= Trecho do texto =
===
20 de abril de 2018

Personas urbanas (17)

Por Clênio Sierra de Alcântara


É, mas eu sou o amargo da língua
A mãe, o pai e o avô
O filho que ainda não veio
O início, o fim e o meio.
                                         Gita. Raul Seixas/Paulo Coelho



Autoridade de existência. Mais de uma vez o mestre de mestres Gilberto Freyre lamentou em seus estudos o fato de que, no Brasil, não fosse comum pessoas de um modo geral deixarem para a posteridade escritos em forma de memórias e menos ainda de diários. A instância mesma que cerca a individualidade de cada um é eivada de singularidades que definem modos de enxergar o mundo e, por conseguinte, de se perceber e de estar nele. Como são inúmeros os posicionamentos de cada indivíduo frente à vida, também são diversas as maneiras de encará-la e de senti-la.
===
= Registros de indicação de objetos em fotos =

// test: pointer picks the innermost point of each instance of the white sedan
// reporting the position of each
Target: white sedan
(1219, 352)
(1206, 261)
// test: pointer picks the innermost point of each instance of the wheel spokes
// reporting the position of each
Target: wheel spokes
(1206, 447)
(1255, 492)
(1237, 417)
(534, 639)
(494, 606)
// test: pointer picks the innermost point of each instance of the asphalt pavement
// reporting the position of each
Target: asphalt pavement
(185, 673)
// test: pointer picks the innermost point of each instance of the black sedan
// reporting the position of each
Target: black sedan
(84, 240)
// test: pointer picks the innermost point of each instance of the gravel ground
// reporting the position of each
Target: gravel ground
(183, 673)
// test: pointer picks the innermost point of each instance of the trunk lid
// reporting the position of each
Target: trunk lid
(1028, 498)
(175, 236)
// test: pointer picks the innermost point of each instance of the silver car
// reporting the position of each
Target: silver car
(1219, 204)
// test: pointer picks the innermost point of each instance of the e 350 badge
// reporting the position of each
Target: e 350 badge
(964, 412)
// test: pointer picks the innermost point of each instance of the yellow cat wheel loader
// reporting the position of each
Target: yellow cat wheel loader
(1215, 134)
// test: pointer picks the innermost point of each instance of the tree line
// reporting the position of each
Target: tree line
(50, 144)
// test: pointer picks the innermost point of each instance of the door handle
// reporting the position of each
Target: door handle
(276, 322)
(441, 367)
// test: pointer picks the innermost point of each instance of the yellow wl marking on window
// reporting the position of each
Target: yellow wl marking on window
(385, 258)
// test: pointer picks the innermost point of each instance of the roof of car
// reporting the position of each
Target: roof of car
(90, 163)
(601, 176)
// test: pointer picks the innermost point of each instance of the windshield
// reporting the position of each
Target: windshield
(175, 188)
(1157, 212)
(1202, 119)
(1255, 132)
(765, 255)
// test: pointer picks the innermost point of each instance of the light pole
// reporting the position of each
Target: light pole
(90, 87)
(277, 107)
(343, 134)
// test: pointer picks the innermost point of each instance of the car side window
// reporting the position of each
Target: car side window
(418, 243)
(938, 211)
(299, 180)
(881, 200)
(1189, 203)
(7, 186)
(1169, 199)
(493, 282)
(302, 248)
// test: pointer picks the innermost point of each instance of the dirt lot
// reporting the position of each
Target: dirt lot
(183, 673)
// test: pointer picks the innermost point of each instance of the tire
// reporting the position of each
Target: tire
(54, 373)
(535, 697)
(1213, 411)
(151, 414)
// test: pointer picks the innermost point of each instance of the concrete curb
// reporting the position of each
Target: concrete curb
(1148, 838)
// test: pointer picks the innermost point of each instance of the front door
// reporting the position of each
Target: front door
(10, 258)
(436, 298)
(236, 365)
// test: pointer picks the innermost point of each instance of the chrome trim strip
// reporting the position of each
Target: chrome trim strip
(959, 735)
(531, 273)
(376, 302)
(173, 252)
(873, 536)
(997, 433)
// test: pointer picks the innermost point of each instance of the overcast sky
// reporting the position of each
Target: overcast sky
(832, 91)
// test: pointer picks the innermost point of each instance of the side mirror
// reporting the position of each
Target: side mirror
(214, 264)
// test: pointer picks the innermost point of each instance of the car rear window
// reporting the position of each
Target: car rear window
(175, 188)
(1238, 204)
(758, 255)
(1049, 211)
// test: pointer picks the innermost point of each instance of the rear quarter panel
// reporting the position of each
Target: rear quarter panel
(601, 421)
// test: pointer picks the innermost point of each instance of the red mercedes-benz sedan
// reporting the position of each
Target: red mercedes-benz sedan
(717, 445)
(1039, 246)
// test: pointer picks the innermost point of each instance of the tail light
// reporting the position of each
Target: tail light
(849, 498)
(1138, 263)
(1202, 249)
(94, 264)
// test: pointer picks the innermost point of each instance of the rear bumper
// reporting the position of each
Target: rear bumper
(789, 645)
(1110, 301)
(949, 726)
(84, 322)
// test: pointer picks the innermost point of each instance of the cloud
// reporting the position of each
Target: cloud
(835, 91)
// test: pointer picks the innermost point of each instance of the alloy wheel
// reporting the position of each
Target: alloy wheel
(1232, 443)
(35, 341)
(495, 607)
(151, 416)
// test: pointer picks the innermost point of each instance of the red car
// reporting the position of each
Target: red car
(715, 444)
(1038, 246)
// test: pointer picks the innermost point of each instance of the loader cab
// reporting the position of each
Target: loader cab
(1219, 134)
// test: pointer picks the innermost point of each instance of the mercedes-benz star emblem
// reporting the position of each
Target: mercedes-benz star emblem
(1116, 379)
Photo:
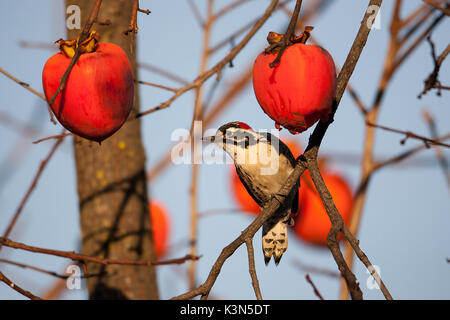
===
= O que fazer =
Reproduza fielmente a passagem do trecho do texto acima que se inicia com as palavras "Personas urbanas (17)" e se encerra com "e de senti-la.".

= Resultado do exercício =
Personas urbanas (17)

Por Clênio Sierra de Alcântara


É, mas eu sou o amargo da língua
A mãe, o pai e o avô
O filho que ainda não veio
O início, o fim e o meio.
                                         Gita. Raul Seixas/Paulo Coelho



Autoridade de existência. Mais de uma vez o mestre de mestres Gilberto Freyre lamentou em seus estudos o fato de que, no Brasil, não fosse comum pessoas de um modo geral deixarem para a posteridade escritos em forma de memórias e menos ainda de diários. A instância mesma que cerca a individualidade de cada um é eivada de singularidades que definem modos de enxergar o mundo e, por conseguinte, de se perceber e de estar nele. Como são inúmeros os posicionamentos de cada indivíduo frente à vida, também são diversas as maneiras de encará-la e de senti-la.